Repeat every record below exactly as written.

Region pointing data

————————

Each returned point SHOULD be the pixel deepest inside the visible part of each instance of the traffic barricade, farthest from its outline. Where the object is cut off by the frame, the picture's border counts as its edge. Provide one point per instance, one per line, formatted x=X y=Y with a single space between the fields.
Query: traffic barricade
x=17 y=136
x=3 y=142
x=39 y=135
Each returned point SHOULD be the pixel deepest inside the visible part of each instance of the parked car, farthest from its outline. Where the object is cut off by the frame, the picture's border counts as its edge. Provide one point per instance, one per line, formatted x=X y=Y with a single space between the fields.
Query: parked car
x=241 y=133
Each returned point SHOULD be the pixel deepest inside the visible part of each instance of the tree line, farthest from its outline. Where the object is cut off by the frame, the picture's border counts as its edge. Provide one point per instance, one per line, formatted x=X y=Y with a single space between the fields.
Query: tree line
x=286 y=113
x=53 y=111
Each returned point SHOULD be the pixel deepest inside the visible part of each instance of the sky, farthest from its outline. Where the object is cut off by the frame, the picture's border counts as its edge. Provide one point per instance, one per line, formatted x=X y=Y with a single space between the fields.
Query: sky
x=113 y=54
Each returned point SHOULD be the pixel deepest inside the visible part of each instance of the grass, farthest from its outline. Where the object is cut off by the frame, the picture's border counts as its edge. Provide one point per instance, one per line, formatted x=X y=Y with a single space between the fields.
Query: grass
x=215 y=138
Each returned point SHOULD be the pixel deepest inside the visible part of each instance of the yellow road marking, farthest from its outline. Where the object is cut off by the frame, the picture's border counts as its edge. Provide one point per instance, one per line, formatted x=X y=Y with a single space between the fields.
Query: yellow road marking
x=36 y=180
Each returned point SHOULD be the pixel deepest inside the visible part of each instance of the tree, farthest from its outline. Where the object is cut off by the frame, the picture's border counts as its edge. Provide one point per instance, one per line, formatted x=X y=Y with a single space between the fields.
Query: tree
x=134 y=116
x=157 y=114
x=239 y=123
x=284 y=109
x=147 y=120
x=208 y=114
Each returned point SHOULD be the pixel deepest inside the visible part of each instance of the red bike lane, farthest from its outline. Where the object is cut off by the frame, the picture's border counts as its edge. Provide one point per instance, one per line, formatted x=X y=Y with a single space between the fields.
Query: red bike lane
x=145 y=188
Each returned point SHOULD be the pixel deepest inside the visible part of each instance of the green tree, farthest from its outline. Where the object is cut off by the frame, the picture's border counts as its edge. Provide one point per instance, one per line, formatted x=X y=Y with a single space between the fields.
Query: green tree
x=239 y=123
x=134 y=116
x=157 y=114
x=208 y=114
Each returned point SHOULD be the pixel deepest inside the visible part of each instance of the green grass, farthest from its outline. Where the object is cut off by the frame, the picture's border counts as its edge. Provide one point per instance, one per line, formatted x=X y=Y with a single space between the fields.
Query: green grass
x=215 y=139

————————

## Output of the task:
Each returned point SHOULD be the pixel deepest inside the visible part of each instance of the traffic barricade, farthest from its outline. Where the object is cut off by the frame, the picture's border counts as its edge. Provide one point per instance, one per line, formatted x=X y=Y with a single space between the fields.
Query: traffic barricade
x=17 y=136
x=3 y=142
x=39 y=135
Each returned point SHOULD be the pixel deepest inside the visible part of each instance of the parked car, farthest from its outline. Where the object is cut off by the frame, the picture's border counts as its edge. Provide one point per instance, one per line, formatted x=X y=Y with a single space between the fields.
Query: parked car
x=241 y=133
Each returned point SHOULD be the pixel deepest inside the visible part of each instance of the tree line, farthest from its outline. Where the object is cut off by the frame, the picture's border counts as its edge. Provide one point per instance, one per line, formatted x=X y=Y with a single space between the fields.
Query: tree line
x=286 y=113
x=53 y=111
Each returned point SHOULD be the pixel deepest inside the visible part of each instance of the sky, farthest from its outline. Where the object is cut off by the frame, the picture's border counts as its edge. Provide one point per instance, one per line, formatted x=X y=Y with a single space between the fields.
Query: sky
x=113 y=54
Each returned point SHOULD be the pixel deepest inside the visible part of each instance of the grass, farthest from its outline. Where the object is cut off by the frame, the picture's border counts as its edge. Provide one point per instance, one per line, formatted x=X y=Y with a single space between the fields.
Query: grass
x=215 y=138
Each returned point SHOULD be the pixel deepest inside the visible part of each instance of the yellow road marking, farthest from its outline. Where the object is cut off by the frame, the picture's border counts as its edge. Provide one point per instance, one per line, formatted x=X y=Y with a single space between the fields.
Query: yellow road marking
x=36 y=180
Each returned point SHOULD be the pixel deepest inside the visible part of each instance of the tree, farthest from its outline. Where the object is cut off by the frame, the picture's border counts as its edge. Provide one point per instance, one per line, formatted x=X y=Y with a single space between the fields.
Query: tree
x=134 y=116
x=157 y=114
x=239 y=123
x=284 y=109
x=147 y=120
x=208 y=114
Each returned point SHOULD be the pixel deepest inside the visible part of each instance of the red bike lane, farthest from its outline. Where the object is cut off by the frame, the picture's border counts as its edge. Provide one point per instance, one per line, formatted x=X y=Y with a single space between the fields.
Query: red bike lane
x=145 y=188
Each returned point SHOULD be the pixel deepest inside the visible part of each instance of the green tree, farthest from its outline. Where the object is cut off by the frame, the picture's border counts as its edge. Provide one point per instance, one per line, formatted x=X y=Y with a single space between the fields.
Query: green tree
x=239 y=123
x=134 y=116
x=157 y=114
x=208 y=114
Each returned point SHOULD be the pixel deepest inside the visible part of each instance of the green grass, farthest from its outline. Where the object is cut off by the frame, the picture's border counts as its edge. Provide one point per instance, one per line, formatted x=X y=Y with a single space between the fields.
Query: green grass
x=215 y=139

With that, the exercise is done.